▶ **Written exercise 1**: In the forum post on lead-free solder, what share of global penetration had lead-free solder reached by 2011?
▶ **Written exercise 2**: Please rewrite the paragraph of the forum post on lead-free solder that begins "RoHS regulations and response-generated industries" as a short bulleted list that keeps its main facts.
▶ **Written exercise 3**: Continue the forum post on lead-free solder, beginning right after its final sentence.

▶ **Document extract**:
START

Please don't flame me, just study the research and consider the numbers for yourself. I have provided some info below to get you started.
Total impact of electronics-based lead in the world:
Chart:
http://www.ilzsg.org/static/enduses.aspx?from=5
Note that electronics and solder don't even warrant a *category*.
RoHS regulations and response-generated industries have not successfully solved the problem (yet), but they are working on other solder additives that will stop whisker growth. For now, however, long term reliability of soldered circuit boards requires conformal coating if you use lead-less solder. Conformal coating, however, (in most formulations that I have seen) does release a lot of VOCs, so choose your 'greenest' option as you see fit. (and the proposed solder formulations may use some very rare additive elements that may be overall more harmful than lead to the planet if you look at the complete birth to grave energy/pollution scenarios instead of just the disposal aspect).
Reliability problems created by getting rid of lead in solder and electronics coatings:
"With the approaching deadline for RoHS conversion, component manufacturers have begun phasing in tin plating without fully addressing the tin whisker risk. Since tin whiskers do not grow immediately but over a number of years, each segment of the electronics industry views the risk differently. The consumer electronics industry, with its shorter product life cycles, does not view tin whiskers as a major reliability risk. But component users in the defense and aerospace electronics community, whose electronics are mission critical, view tin whiskers as a serious risk."
Tuesday, August 02, 2011 | Harvey Miller, FabFile Online (edited slightly for this paste):
"Many should not be expected to know that lead-free solder has significantly increased manufacturing cost, and also reduced reliability of electronic products. Like most on the equipment end of the food chain, people are not familiar with the manufacturing engineers' failed struggle against EU-mandated lead-free solder. Specious arguments that ignored scientific risk-reward analyses by the University of Stuttgart and the University of Tennessee, were used to justify elimination of the miniscule lead content--less than 0.5% of total lead usage--from electronic solder, beginning in 2002. By 2011, lead- free solder had over 60% global penetration."

END

▶ **Information supplied**:
START

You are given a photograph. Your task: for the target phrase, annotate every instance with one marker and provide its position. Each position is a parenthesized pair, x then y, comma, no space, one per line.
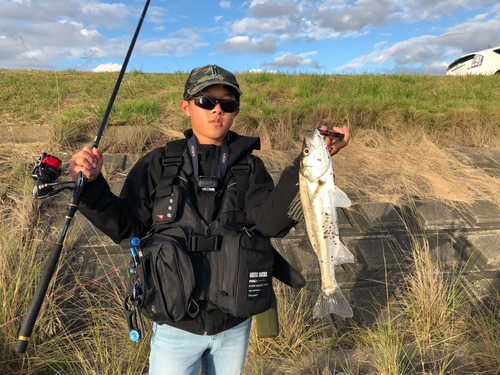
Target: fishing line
(67,293)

END

▶ **Task output 1**: Over 60%.

▶ **Task output 2**:
- RoHS regulations and the industries responding to them have not yet solved the problem, but work is under way on other solder additives that will stop whisker growth.
- For now, circuit boards soldered with lead-less solder need conformal coating for long-term reliability.
- In most formulations the writer has seen, conformal coating releases a lot of VOCs, so the "greenest" option is a matter of choice.
- The proposed solder formulations may use very rare additive elements that could be more harmful to the planet than lead overall, once the full birth-to-grave energy and pollution picture is considered rather than disposal alone.

▶ **Task output 3**:
"I disagree with the stated and implied affect of RoHS, on PWBs expressed in this article. Lead-free assembly reduces reliability by 50%. There can be no doubt about that. There are too many studies that confirm lead-free assembly significantly degrades reliability. There are so many studies that demonstrate a reduction in reliability that Rod's contention is almost laughable. We are now faced with increased failures of copper interconnections and dielectric material due to high assembly temperatures. There is an increase in crazing that can support CAF, significant copper dissolution and cratering in assembly. Switching to lead free in most HDI applications is a significant challenge. Lead-free assembly has a profound affect by degrading a PWBs organic component (epoxy) due the temperature required and copper interconnection and also the exaggeration of the z-axis expansion of the dielectric.
I have heard of anecdotal stories like, "We switched to lead-free with no problem!" But never have I seen data that suggests lead-free does not degrade the robustness of a PWB. It may be some applications have so much extra "reliability," such a large "guard band" built into the product, that there is no affect noted in assembly and the end-use environment. But make a small change like, say, grid size, hole size or layer count and they might be very surprised to find out what worked for years won't work now.
There was this guy standing on the corner of the street snapping his fingers.
A businessman walks up to him and says, "Why are you snapping your fingers?"
The man replied "To keep away elephants."
The businessman said, "There are no elephants within 1,000 miles of here!"
The man replied, "See! It works."
Anecdotal evidence is compelling, makes good and interesting stories and sets one up for major error and embarrassment when offered as grist for the mill of reality. RoHS's affect on the electronic industry, juxtaposed against the benefit to the environment, does not stand up to the scrutiny of critical thinking. It does not appear the decision is based on "good" science or objective evidence. RoHS appears to be feel-good legislation that has, over all, minimal benefit and significant negative impact on society."
JEDEC has a whisker testing standard and a document which talks about ways to reduce the risk of tin whiskers in a RoHS situation:
The documents are: JEDEC standard JESD201, "Environmental Acceptance Requirements for Tin Whisker Susceptibility of Tin and Tin Alloy Surface Finishes"
and
JEDEC/IPC joint publication, JP002, "Current Tin Whiskers Theory and Mitigation Practices Guideline"
I have not read the documents yet, but plan to Real Soon Now. :)
Other metals are also known to grow whiskers, including gold, but I have never experienced those myself.
I'm 65, and still using the same GE steam iron my mom used when i was 5-6. I may have to replace the cord some day, as it's got several areas with friction tape on it. Same goes for the Kirby Vacuum my parents bought around my 5-6 th year of life. Still has the same cord, but rubber cover is cracking. I bought an old house in 1999 and there were 2 GE steam irons in the 'ironing board' closet, both work OK, and also have tape on the cords in the same areas. Seems to be where the cord rubs on the edge of the ironing borad during use.
If a company made a high quality iron today would people buy it? Would people choose it over the $18 and $20 irons I see in stores? At least cars are better these days. Mine has 200,000+ miles with little maintenance. My Dad's cars never lasted that long.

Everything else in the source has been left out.